Retype each entry. Leave every word as it is.

### LISTED RECORDS
--

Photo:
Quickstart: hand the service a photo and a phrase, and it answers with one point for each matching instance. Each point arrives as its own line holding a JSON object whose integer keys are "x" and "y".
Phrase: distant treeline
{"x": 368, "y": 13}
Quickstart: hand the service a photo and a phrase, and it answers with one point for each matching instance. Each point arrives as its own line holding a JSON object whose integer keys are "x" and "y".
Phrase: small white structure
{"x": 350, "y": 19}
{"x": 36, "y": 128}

--

### RESPONSE AREA
Photo:
Quickstart: hand the service a photo and a phrase, and it answers with one point for each matching instance. Each point arrives as its own line holding a JSON object whose integer keys are "x" and "y".
Phrase: distant treeline
{"x": 368, "y": 13}
Quickstart: hand the service a photo and a phrase, and it answers with one point for each matching instance. Each point arrives as its own line holding a JSON object whose integer keys are "x" and "y".
Phrase: small white structure
{"x": 350, "y": 19}
{"x": 36, "y": 128}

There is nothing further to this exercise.